WHAT YOU SHOULD DO - Each line of the data has to be written out again exactly as shown.
BEGIN RECORDS SUPPLIED
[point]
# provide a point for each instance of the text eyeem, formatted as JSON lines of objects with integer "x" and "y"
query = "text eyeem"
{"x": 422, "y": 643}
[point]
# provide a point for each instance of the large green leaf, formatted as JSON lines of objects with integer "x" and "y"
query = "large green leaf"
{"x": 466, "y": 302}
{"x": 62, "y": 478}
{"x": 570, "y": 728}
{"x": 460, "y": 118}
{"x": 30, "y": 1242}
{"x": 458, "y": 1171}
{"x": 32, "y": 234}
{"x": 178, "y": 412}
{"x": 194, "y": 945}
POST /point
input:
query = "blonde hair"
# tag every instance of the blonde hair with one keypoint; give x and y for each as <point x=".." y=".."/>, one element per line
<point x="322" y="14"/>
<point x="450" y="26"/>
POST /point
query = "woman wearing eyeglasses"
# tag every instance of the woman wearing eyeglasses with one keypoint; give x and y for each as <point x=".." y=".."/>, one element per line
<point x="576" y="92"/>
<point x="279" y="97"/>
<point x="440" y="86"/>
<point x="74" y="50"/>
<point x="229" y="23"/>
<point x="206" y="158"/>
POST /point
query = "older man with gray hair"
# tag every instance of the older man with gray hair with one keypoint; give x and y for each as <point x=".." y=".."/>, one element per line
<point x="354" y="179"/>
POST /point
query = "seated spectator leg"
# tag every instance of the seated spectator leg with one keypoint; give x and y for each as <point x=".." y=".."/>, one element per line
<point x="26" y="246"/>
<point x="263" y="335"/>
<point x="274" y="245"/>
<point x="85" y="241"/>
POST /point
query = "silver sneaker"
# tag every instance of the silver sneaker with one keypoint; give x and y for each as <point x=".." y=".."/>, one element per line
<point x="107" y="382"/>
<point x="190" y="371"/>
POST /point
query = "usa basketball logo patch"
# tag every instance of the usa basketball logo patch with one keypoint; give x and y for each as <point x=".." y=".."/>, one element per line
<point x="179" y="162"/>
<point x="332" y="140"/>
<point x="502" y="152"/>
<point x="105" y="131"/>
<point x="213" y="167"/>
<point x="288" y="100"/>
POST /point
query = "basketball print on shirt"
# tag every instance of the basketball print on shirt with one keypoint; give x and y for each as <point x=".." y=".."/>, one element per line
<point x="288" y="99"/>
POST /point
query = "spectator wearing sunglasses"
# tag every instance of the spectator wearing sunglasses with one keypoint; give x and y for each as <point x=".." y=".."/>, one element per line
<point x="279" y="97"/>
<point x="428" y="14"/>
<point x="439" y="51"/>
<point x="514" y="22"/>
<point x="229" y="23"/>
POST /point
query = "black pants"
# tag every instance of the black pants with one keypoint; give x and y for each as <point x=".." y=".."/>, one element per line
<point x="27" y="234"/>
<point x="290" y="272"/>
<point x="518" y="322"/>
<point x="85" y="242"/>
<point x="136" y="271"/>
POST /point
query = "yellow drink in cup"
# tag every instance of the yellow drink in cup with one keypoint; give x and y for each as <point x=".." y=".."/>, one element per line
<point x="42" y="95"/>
END RECORDS SUPPLIED
EXPECTED ANSWER -
[point]
# provide a point for each instance of the text eyeem, formatted as JSON lines of objects with integer "x" and "y"
query = "text eyeem"
{"x": 422, "y": 643}
[point]
# provide a point for each instance of the large green leaf, formatted as JSON lines of objects with integer "x" and "y"
query = "large green leaf"
{"x": 466, "y": 302}
{"x": 62, "y": 478}
{"x": 570, "y": 728}
{"x": 460, "y": 118}
{"x": 30, "y": 1242}
{"x": 458, "y": 1171}
{"x": 32, "y": 234}
{"x": 178, "y": 412}
{"x": 194, "y": 945}
POST /point
input:
query = "blonde hair"
# tag every instance of the blonde hair with one keypoint; give x and y for each as <point x=".." y=".."/>, one element per line
<point x="322" y="14"/>
<point x="450" y="26"/>
POST /point
query = "woman wearing eyeglasses"
# tag every instance of the woman wearing eyeglasses with one keypoint; give x and y for each as <point x=".." y=".."/>, one element per line
<point x="576" y="92"/>
<point x="279" y="97"/>
<point x="440" y="86"/>
<point x="74" y="50"/>
<point x="229" y="23"/>
<point x="206" y="158"/>
POST /point
query = "older man with gray hair"
# tag every instance of the older man with gray hair with one keypoint; give x and y for each as <point x=".." y=".."/>, one element per line
<point x="354" y="179"/>
POST /point
query = "seated spectator leg"
# tag every instance of the seated spectator leg with one keypoint; give x and y for each as <point x=".." y=".."/>, one element per line
<point x="26" y="246"/>
<point x="263" y="335"/>
<point x="274" y="245"/>
<point x="85" y="241"/>
POST /point
query = "silver sneaker"
# tag every instance of the silver sneaker with one keypoint; give x and y for each as <point x=".." y=".."/>, one element per line
<point x="107" y="382"/>
<point x="190" y="371"/>
POST /point
query = "usa basketball logo patch"
# tag every instance of the usa basketball logo patch with one keypoint; give x and y for each as <point x=".." y=".."/>, one element per line
<point x="179" y="162"/>
<point x="332" y="140"/>
<point x="502" y="152"/>
<point x="105" y="131"/>
<point x="213" y="167"/>
<point x="288" y="100"/>
POST /point
query = "basketball print on shirt"
# tag every instance of the basketball print on shirt with one keypoint; give x and y for each as <point x=".." y=".."/>, one element per line
<point x="288" y="99"/>
POST /point
query = "spectator wearing sunglasses"
# tag every instance of the spectator wearing sunglasses with one keypoint; give x and y for each as <point x=".." y=".."/>, one element per line
<point x="279" y="97"/>
<point x="428" y="14"/>
<point x="439" y="51"/>
<point x="514" y="22"/>
<point x="229" y="23"/>
POST /point
query = "black pants"
# tag every instance of the black pants with one keypoint; give x and y for each as <point x=".." y=".."/>, one element per line
<point x="27" y="234"/>
<point x="290" y="272"/>
<point x="518" y="322"/>
<point x="85" y="242"/>
<point x="136" y="271"/>
POST /point
query = "yellow drink in cup"
# tag every instance of the yellow drink in cup with one keypoint; give x and y for each as <point x=".." y=".."/>, one element per line
<point x="42" y="95"/>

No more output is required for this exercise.